(Stored dataset items)

···

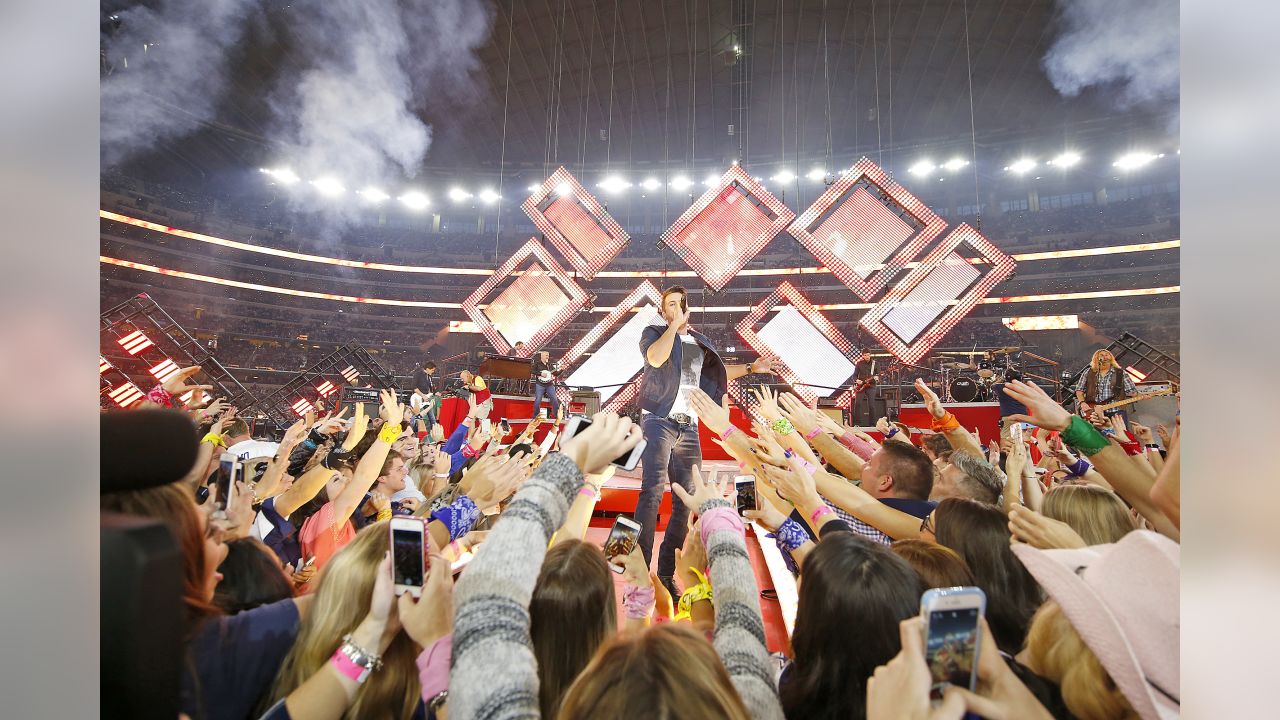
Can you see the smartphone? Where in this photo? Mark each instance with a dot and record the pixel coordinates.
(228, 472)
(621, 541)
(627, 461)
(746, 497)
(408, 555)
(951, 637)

···

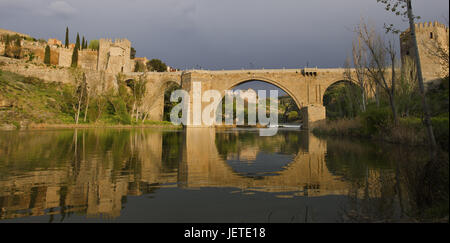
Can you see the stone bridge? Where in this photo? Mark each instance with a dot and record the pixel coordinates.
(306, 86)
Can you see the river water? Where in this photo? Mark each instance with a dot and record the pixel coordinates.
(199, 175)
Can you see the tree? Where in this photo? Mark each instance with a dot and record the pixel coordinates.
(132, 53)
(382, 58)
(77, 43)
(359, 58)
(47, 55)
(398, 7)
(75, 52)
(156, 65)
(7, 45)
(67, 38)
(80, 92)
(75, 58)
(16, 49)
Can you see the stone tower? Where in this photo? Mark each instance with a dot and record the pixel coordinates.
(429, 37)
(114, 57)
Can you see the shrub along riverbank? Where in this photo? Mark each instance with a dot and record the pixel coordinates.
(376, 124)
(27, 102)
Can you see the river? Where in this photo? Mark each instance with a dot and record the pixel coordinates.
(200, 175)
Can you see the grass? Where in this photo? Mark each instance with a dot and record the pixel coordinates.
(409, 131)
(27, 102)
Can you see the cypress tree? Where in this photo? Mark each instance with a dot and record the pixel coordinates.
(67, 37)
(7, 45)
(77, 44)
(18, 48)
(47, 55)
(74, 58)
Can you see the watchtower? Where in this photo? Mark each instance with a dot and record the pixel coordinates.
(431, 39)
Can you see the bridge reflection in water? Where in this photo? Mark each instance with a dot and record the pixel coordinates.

···

* SET EXERCISE *
Please return each line of the records that contains the word "pixel", where case counts.

* CORRECT OUTPUT *
Can you see the smartphone? Where in this photo? Mark each instance with a dot and record the pixel coordinates.
Can you see the stone bridge? Where in this photo? Mark each instance with a dot and record the pixel coordinates.
Can you see the river water? Where in this photo? Mark each instance with a dot and record the pixel coordinates.
Can you see the tree? Where in this photo? Mark each instance with a dot and record the pixel coordinates.
Can you see the stone tower? Where in this photo? Mark each instance with a dot and record the pixel coordinates.
Can you see the shrub along riverbank? Where in this photo? Mark each instance with a dot and record the pixel coordinates.
Can you see the river? Where in this photo? Mark each instance with a dot and record the pixel coordinates.
Can you see the grass? Where in this photo? Mark each instance with a dot and record the pixel coordinates.
Can you see the cypress tree? Where in this photo? Mark each instance with a dot and record the pixel coordinates.
Can you see the watchtower? Where in this photo? Mark each instance with a dot and record the pixel coordinates.
Can you see the bridge reflection in water? Where in this photo? Mark each instance with a dot and record the pixel coordinates.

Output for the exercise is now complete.